Stored dataset items:
§ §
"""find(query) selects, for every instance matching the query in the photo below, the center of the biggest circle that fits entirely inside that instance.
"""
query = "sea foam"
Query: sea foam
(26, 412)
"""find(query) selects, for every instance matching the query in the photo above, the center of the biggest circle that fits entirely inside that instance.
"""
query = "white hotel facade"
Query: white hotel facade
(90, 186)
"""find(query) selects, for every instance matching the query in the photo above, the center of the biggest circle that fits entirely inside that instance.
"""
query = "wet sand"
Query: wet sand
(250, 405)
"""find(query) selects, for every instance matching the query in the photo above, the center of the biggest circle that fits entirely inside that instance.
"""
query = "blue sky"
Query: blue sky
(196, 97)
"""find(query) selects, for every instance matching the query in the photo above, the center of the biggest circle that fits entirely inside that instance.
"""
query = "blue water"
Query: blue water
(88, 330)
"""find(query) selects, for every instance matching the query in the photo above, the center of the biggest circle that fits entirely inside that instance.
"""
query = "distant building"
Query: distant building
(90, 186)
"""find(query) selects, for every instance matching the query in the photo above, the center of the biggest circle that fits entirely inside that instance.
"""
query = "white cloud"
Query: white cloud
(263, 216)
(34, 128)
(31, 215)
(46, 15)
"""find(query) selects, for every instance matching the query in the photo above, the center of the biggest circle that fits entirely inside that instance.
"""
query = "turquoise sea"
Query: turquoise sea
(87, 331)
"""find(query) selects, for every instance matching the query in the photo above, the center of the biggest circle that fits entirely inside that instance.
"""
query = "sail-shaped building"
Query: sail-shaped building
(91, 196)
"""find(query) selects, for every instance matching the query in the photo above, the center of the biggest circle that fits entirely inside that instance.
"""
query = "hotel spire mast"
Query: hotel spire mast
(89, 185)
§ §
Problem description: Restate each line of the records above without any deviation.

Answer section:
"""find(query) selects, for every instance matching the query in the photo below, the center of the biggest circle that fits entirely inside that instance.
"""
query = "sea foam"
Query: sea foam
(26, 412)
"""find(query) selects, for every instance matching the query in the photo above, the center of the biggest circle that fits entirely inside that instance.
"""
query = "white hotel facade"
Query: white hotel facade
(90, 186)
"""find(query) selects, for every instance matching the query in the photo above, the center of the biggest circle that fits entirely inside that instance.
"""
query = "wet sand"
Query: wet sand
(250, 405)
"""find(query) selects, for every instance matching the query in the photo above, the center of the biggest circle that fits entirely inside that instance.
"""
query = "blue sky"
Query: blue sky
(196, 97)
"""find(query) selects, for every instance matching the query in the photo above, the center of the biggest circle that fits entirely inside that instance.
"""
query = "blue water"
Query: blue water
(88, 330)
"""find(query) selects, for every instance matching the query in the photo above, the center of the biggest circle that fits entirely inside that instance.
"""
query = "distant building"
Query: distant building
(90, 186)
"""find(query) selects, for every instance matching the query in the photo above, the center of the biggest circle that fits entirely inside that instance.
"""
query = "white cloud"
Query: white cloud
(263, 216)
(34, 128)
(31, 215)
(46, 15)
"""find(query) selects, for every instance matching the query in the photo above, the center of the biggest circle that fits entirely inside that instance.
"""
query = "turquoise sea"
Query: turquoise sea
(87, 331)
"""find(query) selects, for every instance matching the query in the photo above, the center of the biggest circle that fits entirely inside that instance.
"""
query = "sail-shaped building"
Query: sail-shaped building
(91, 196)
"""find(query) selects, for every instance matching the query in the photo above, the center of the biggest circle that fits entirely inside that instance.
"""
query = "hotel spire mast"
Query: hotel spire mast
(89, 185)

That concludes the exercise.